## Begin Data records

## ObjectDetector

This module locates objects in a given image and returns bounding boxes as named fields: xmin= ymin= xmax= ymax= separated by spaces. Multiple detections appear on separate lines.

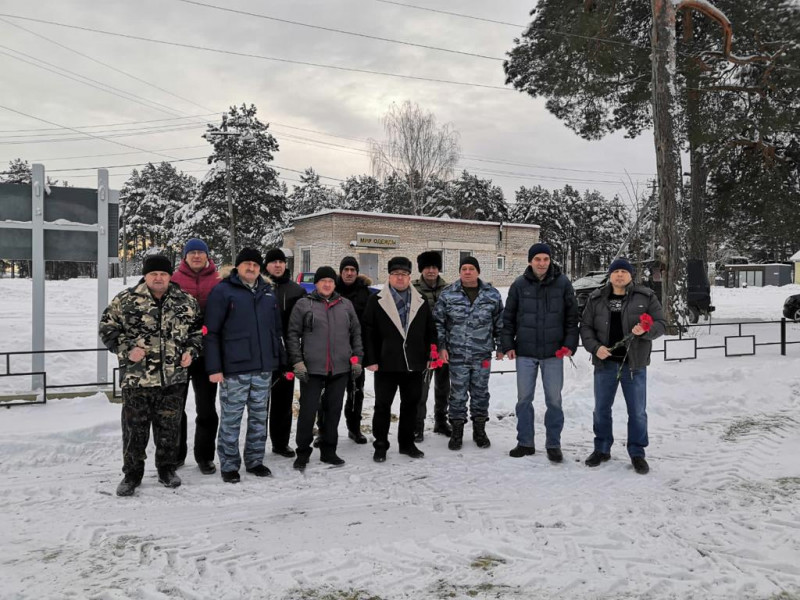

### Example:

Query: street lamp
xmin=203 ymin=114 xmax=252 ymax=264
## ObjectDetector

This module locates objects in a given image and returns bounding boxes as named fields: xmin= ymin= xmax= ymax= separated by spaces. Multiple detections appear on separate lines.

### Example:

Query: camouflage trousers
xmin=217 ymin=372 xmax=272 ymax=471
xmin=122 ymin=383 xmax=186 ymax=479
xmin=447 ymin=360 xmax=492 ymax=422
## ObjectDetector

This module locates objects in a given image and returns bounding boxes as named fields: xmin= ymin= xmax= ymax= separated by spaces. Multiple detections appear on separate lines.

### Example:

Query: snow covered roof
xmin=294 ymin=208 xmax=541 ymax=229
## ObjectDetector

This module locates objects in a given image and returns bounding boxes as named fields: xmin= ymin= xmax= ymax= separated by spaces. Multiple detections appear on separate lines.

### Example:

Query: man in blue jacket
xmin=205 ymin=248 xmax=286 ymax=483
xmin=501 ymin=243 xmax=578 ymax=462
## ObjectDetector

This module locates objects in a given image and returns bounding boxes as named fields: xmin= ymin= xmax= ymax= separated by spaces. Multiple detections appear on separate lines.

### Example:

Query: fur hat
xmin=264 ymin=248 xmax=286 ymax=265
xmin=183 ymin=238 xmax=208 ymax=258
xmin=388 ymin=256 xmax=411 ymax=275
xmin=142 ymin=254 xmax=172 ymax=275
xmin=234 ymin=248 xmax=264 ymax=267
xmin=458 ymin=256 xmax=481 ymax=273
xmin=314 ymin=267 xmax=336 ymax=283
xmin=339 ymin=256 xmax=361 ymax=273
xmin=528 ymin=242 xmax=553 ymax=262
xmin=417 ymin=250 xmax=442 ymax=273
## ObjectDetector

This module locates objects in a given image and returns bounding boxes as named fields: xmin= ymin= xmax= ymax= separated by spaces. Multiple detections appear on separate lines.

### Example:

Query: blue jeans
xmin=217 ymin=372 xmax=272 ymax=471
xmin=516 ymin=356 xmax=564 ymax=448
xmin=593 ymin=361 xmax=648 ymax=458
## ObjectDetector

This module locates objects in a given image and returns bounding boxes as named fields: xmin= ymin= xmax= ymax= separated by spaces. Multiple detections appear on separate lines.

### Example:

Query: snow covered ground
xmin=0 ymin=279 xmax=800 ymax=600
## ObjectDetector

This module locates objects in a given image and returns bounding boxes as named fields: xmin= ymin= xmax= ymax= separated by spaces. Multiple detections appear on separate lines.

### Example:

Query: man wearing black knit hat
xmin=336 ymin=256 xmax=372 ymax=444
xmin=205 ymin=248 xmax=287 ymax=483
xmin=364 ymin=256 xmax=436 ymax=462
xmin=413 ymin=250 xmax=452 ymax=442
xmin=100 ymin=254 xmax=202 ymax=496
xmin=501 ymin=243 xmax=578 ymax=463
xmin=264 ymin=248 xmax=306 ymax=458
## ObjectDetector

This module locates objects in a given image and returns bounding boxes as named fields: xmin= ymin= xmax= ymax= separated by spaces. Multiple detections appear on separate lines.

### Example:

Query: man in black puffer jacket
xmin=264 ymin=248 xmax=306 ymax=458
xmin=336 ymin=256 xmax=372 ymax=444
xmin=501 ymin=243 xmax=579 ymax=462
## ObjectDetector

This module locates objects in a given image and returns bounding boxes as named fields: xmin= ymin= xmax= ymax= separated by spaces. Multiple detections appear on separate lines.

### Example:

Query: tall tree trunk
xmin=650 ymin=0 xmax=686 ymax=324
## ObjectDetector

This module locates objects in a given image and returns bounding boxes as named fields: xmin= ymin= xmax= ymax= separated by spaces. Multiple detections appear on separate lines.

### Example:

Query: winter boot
xmin=447 ymin=419 xmax=464 ymax=450
xmin=433 ymin=415 xmax=453 ymax=437
xmin=472 ymin=417 xmax=492 ymax=448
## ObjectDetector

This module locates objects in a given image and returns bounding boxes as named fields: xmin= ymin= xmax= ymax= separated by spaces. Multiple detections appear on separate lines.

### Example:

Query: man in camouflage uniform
xmin=100 ymin=254 xmax=202 ymax=496
xmin=433 ymin=256 xmax=503 ymax=450
xmin=413 ymin=250 xmax=451 ymax=442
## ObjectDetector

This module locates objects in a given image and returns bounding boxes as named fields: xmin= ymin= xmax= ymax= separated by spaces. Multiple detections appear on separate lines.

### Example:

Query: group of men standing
xmin=100 ymin=239 xmax=665 ymax=496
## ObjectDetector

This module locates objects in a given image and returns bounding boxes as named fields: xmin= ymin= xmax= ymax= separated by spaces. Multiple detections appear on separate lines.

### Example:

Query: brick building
xmin=283 ymin=210 xmax=539 ymax=286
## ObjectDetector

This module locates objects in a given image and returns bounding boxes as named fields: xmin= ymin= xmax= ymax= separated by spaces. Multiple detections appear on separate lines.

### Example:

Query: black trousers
xmin=269 ymin=371 xmax=294 ymax=448
xmin=344 ymin=371 xmax=365 ymax=431
xmin=372 ymin=370 xmax=422 ymax=448
xmin=178 ymin=356 xmax=219 ymax=462
xmin=121 ymin=383 xmax=186 ymax=480
xmin=295 ymin=372 xmax=350 ymax=457
xmin=416 ymin=365 xmax=450 ymax=431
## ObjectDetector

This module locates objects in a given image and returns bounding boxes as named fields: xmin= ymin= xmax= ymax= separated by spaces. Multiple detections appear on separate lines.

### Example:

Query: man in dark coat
xmin=336 ymin=256 xmax=372 ymax=444
xmin=364 ymin=256 xmax=436 ymax=462
xmin=286 ymin=267 xmax=364 ymax=471
xmin=413 ymin=250 xmax=452 ymax=442
xmin=501 ymin=243 xmax=578 ymax=462
xmin=172 ymin=238 xmax=220 ymax=475
xmin=264 ymin=248 xmax=306 ymax=458
xmin=581 ymin=258 xmax=666 ymax=475
xmin=205 ymin=248 xmax=286 ymax=483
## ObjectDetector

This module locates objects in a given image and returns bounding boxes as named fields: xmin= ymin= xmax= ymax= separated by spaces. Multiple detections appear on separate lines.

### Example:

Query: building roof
xmin=294 ymin=208 xmax=541 ymax=229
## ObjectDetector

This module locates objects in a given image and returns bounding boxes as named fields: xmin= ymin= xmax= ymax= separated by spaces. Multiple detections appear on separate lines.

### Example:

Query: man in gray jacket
xmin=286 ymin=267 xmax=364 ymax=471
xmin=581 ymin=258 xmax=666 ymax=475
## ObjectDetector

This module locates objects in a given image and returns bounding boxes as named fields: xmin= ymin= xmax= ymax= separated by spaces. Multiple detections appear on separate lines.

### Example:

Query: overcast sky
xmin=0 ymin=0 xmax=655 ymax=201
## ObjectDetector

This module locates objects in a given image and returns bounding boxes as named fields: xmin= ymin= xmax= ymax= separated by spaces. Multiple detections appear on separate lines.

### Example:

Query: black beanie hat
xmin=314 ymin=267 xmax=336 ymax=283
xmin=264 ymin=248 xmax=286 ymax=265
xmin=458 ymin=256 xmax=481 ymax=273
xmin=528 ymin=242 xmax=553 ymax=262
xmin=339 ymin=256 xmax=361 ymax=273
xmin=389 ymin=256 xmax=411 ymax=275
xmin=142 ymin=254 xmax=172 ymax=275
xmin=608 ymin=258 xmax=636 ymax=277
xmin=234 ymin=248 xmax=264 ymax=267
xmin=417 ymin=250 xmax=442 ymax=273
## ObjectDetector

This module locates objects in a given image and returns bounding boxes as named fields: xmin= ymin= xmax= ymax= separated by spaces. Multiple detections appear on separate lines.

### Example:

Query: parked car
xmin=572 ymin=258 xmax=716 ymax=323
xmin=783 ymin=294 xmax=800 ymax=323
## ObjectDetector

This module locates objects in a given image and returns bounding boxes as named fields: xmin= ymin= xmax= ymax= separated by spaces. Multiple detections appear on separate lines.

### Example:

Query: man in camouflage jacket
xmin=433 ymin=256 xmax=503 ymax=450
xmin=100 ymin=255 xmax=202 ymax=496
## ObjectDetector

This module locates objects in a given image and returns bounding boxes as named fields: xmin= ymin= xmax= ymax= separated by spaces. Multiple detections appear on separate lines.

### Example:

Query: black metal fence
xmin=0 ymin=319 xmax=800 ymax=407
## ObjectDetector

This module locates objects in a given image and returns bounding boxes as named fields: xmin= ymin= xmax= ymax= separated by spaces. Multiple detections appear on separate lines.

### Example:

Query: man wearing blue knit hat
xmin=501 ymin=243 xmax=578 ymax=463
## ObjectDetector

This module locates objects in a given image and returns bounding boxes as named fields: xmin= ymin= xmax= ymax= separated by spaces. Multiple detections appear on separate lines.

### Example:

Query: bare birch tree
xmin=370 ymin=100 xmax=461 ymax=215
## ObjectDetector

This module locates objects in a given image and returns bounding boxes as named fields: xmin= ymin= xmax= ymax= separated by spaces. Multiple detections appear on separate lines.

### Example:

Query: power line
xmin=0 ymin=19 xmax=216 ymax=112
xmin=0 ymin=13 xmax=514 ymax=92
xmin=175 ymin=0 xmax=503 ymax=61
xmin=0 ymin=45 xmax=183 ymax=115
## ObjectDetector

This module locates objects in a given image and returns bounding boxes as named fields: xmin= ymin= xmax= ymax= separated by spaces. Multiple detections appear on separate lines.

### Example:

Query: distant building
xmin=725 ymin=263 xmax=792 ymax=287
xmin=283 ymin=210 xmax=539 ymax=286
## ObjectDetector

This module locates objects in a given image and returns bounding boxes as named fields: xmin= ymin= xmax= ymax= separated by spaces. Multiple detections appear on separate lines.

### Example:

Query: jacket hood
xmin=178 ymin=258 xmax=217 ymax=279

## End Data records

The request
Rescale the span of the items that opens at their start and closes with the line containing "xmin=203 ymin=114 xmax=252 ymax=264", both ends included, reproducing every line of it but multiplying each bounding-box coordinate in the answers by 2.25 and rounding to whole numbers, with halves rounded up. Omit the pictures from the output.

Problem solution
## ObjectDetector

This module locates objects in a given image and returns bounding boxes as named fields: xmin= ymin= xmax= ymax= separated by spaces. Multiple detections appear on separate lines.


### Example:

Query: street lamp
xmin=457 ymin=257 xmax=567 ymax=594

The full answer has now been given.